Read-only cross-cutting analysis, metrics, and reporting engine for the Golden Suite
Project description
GoldenAnalysis
Measure and report across the Golden Suite. A read-only, cross-cutting
analysis / metrics / reporting engine: it consumes any stage's typed artifacts
(or a raw DataFrame) and emits a unified, exportable AnalysisReport.
GoldenAnalysis ships the generic frame path plus suite adapters (GoldenMatch / GoldenCheck / GoldenFlow / GoldenPipe), cross-run trend + regression detection, an edge-safe TypeScript port (optional WASM), and an optional Rust accelerator for the heavy aggregation primitives — all documented below. See
docs/superpowers/specs/2026-06-08-goldenanalysis-cross-cutting-analysis-engine-design.mdfor the design rationale.
Install
pip install goldenanalysis
Zero suite dependencies for the generic path — it works on any polars DataFrame even with no other Golden package installed.
Quickstart
import polars as pl
import goldenanalysis as ga
df = pl.read_parquet("customers.parquet")
report = ga.analyze(df, analyzers=["frame.summary"])
print(report.to_markdown())
report.to_json("report.json")
report.to_parquet("report.parquet") # long-form metric frame + table sidecars
CLI:
goldenanalysis report customers.parquet --analyzers frame.summary --format markdown
goldenanalysis report report.json --format markdown # re-render a saved report
trend and regressions operate over a saved run history (see Cross-run below).
Over the suite
With the relevant extra installed (pip install goldenanalysis[match,check,flow,pipe]):
# A GoldenMatch dedupe result -> match.rates + cluster.distribution
report = ga.analyze_match(dedupe_result)
# A whole-pipeline manifest -> every analyzer whose artifacts are present
report = ga.analyze_pipeline(pipe_result)

PROBLEMS TO WORK ON
• 1. According to the GoldenAnalysis page, what does the generic path work on?
• 2. Does each statement agree with the GoldenAnalysis page? (a) GoldenAnalysis requires a Rust accelerator. (b) Analyzing a GoldenMatch dedupe result produces match.rates and cluster.distribution. (c) Trend and regressions operate over a single DataFrame. Give yes or no for each, with the words of the page that decide it.
Use only the GoldenAnalysis page to answer.

INFORMATION SUPPLIED

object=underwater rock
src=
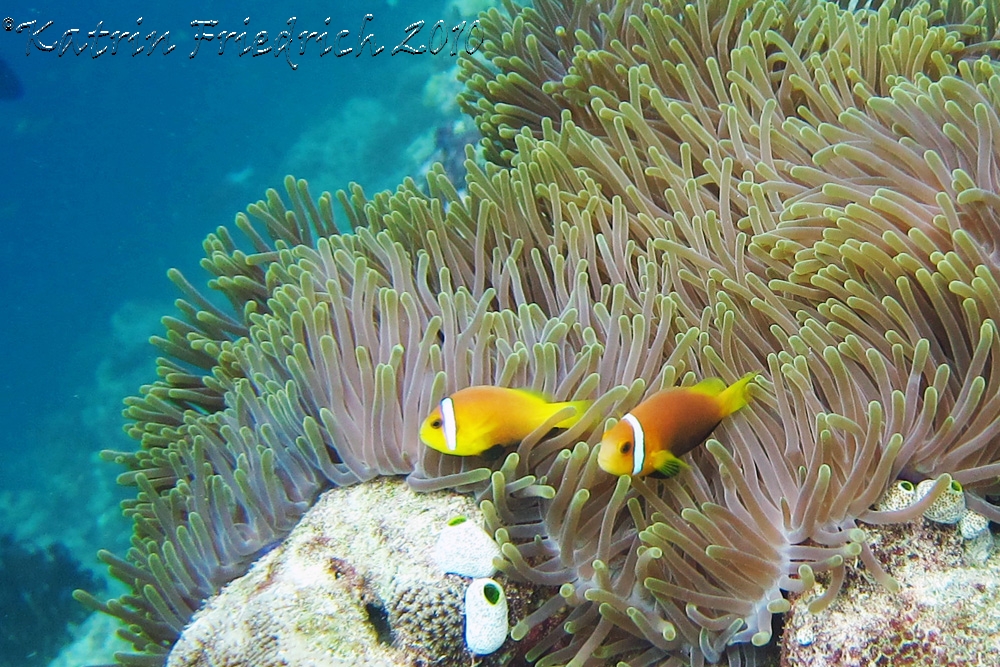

RESPONSES TO THE TASKS
• 1. Any polars DataFrame, even with no other Golden package installed.

• 2.
(a) No: "an optional Rust accelerator for the heavy aggregation primitives"
(b) Yes: "A GoldenMatch dedupe result -> match.rates + cluster.distribution"
(c) No: "trend and regressions operate over a saved run history"